(Cosa fare)
Seleziona ogni riga delle voci che contiene la parola "woman". Maiuscole e minuscole contano.

(Voci in ingresso)
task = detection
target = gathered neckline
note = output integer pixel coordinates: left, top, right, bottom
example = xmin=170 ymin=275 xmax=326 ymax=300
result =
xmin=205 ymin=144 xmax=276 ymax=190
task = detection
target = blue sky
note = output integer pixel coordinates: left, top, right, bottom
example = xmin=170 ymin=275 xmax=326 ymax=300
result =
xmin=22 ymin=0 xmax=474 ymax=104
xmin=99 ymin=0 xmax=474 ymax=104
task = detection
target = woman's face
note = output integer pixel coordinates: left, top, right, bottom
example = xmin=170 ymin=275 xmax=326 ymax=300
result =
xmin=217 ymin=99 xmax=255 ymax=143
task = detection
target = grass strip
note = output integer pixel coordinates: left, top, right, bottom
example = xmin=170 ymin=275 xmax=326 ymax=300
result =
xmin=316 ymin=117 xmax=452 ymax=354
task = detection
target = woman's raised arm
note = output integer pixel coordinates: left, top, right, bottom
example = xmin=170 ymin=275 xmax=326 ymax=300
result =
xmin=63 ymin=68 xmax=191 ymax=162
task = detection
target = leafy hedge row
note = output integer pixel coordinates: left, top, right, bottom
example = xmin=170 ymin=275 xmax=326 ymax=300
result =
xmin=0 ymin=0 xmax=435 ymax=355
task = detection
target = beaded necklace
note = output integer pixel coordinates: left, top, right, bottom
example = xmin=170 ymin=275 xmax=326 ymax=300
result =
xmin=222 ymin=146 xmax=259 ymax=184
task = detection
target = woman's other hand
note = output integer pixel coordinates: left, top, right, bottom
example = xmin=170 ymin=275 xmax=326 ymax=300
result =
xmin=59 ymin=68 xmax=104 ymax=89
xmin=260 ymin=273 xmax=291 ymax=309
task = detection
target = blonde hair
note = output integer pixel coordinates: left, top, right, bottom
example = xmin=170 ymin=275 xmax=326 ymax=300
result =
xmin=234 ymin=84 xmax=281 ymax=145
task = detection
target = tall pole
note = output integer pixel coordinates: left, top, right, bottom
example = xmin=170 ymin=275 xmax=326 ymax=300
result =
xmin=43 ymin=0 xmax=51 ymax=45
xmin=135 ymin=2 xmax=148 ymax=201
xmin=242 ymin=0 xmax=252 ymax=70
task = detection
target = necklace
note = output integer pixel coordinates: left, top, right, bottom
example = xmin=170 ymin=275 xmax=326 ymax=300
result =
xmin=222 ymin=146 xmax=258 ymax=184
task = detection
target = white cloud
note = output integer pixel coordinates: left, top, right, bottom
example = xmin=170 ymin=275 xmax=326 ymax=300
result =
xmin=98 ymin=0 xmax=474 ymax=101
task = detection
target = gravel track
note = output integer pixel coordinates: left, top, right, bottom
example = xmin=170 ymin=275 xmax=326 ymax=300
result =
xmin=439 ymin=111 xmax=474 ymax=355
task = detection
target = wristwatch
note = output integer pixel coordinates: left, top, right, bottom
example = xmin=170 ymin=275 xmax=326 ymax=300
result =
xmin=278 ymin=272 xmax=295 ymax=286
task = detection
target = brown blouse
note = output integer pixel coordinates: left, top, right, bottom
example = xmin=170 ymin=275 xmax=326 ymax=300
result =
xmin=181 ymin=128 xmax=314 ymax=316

(Risposta)
target = woman's face
target = woman's raised arm
target = woman's other hand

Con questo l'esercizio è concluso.